Collect each line in the rows below that contains the word "Could".

__Region annotation items__
= = = =
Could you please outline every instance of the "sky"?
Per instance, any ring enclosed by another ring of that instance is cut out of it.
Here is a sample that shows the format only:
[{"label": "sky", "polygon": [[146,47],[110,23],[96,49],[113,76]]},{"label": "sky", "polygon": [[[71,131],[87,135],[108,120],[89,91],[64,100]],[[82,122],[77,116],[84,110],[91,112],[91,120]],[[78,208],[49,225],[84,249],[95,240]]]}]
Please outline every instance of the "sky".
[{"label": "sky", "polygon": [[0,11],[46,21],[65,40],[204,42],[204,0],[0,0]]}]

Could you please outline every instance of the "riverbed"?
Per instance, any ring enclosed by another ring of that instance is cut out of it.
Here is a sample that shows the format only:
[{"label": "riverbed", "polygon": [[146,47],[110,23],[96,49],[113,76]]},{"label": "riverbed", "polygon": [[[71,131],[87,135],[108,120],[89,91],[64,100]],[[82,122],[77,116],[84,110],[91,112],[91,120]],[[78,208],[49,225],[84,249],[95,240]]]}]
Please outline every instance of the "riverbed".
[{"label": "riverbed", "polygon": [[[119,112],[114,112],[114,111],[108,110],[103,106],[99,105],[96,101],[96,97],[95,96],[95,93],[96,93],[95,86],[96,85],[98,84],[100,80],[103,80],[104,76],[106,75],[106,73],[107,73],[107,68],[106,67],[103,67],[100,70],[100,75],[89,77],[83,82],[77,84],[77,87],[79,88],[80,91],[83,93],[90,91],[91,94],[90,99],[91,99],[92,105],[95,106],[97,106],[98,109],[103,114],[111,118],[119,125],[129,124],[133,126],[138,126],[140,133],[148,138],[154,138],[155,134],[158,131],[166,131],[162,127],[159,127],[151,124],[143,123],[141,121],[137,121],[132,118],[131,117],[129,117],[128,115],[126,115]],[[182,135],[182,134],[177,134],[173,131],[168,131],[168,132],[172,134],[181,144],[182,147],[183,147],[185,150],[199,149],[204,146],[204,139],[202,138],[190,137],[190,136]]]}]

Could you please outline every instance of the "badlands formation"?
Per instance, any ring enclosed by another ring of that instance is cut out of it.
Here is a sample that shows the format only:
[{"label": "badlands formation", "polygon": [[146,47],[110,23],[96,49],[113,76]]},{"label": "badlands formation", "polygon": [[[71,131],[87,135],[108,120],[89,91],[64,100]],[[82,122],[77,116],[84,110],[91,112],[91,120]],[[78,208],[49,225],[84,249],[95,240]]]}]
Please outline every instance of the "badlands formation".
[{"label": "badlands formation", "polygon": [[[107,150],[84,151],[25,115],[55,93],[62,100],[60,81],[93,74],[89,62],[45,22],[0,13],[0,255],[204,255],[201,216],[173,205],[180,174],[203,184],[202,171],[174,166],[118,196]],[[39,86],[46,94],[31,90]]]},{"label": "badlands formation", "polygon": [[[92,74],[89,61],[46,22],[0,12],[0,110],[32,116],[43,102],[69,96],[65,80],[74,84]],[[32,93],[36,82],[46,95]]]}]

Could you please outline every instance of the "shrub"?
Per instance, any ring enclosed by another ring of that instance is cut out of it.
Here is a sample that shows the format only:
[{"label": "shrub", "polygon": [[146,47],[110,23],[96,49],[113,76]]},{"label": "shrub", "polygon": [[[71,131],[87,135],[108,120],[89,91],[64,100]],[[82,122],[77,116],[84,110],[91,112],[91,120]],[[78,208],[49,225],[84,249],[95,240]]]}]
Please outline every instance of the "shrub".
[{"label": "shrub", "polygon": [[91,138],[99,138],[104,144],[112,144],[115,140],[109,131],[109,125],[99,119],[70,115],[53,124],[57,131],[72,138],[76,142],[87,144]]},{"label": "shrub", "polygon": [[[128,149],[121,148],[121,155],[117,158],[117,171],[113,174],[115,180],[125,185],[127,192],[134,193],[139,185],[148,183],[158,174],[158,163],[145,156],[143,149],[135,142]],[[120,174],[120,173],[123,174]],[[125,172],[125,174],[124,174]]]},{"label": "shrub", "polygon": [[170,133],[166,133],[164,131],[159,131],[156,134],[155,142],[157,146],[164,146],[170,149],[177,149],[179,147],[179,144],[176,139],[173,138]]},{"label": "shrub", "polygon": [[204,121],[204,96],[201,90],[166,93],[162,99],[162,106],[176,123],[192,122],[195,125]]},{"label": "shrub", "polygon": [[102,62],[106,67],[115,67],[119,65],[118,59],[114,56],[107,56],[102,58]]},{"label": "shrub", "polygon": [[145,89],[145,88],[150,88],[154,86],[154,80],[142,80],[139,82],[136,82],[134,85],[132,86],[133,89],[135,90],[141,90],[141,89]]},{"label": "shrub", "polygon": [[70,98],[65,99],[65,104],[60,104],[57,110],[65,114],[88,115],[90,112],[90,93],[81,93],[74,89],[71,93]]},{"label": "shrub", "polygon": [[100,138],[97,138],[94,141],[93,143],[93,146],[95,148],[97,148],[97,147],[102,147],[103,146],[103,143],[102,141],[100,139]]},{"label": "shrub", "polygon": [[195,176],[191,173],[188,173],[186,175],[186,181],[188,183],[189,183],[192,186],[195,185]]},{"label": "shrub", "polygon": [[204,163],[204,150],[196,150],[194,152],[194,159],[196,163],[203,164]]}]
= = = =
__Result below__
Could you please outline every instance of the "sky"?
Could you please outline every instance of the "riverbed"?
Could you please outline every instance of the "badlands formation"?
Could you please outline every instance of the "shrub"?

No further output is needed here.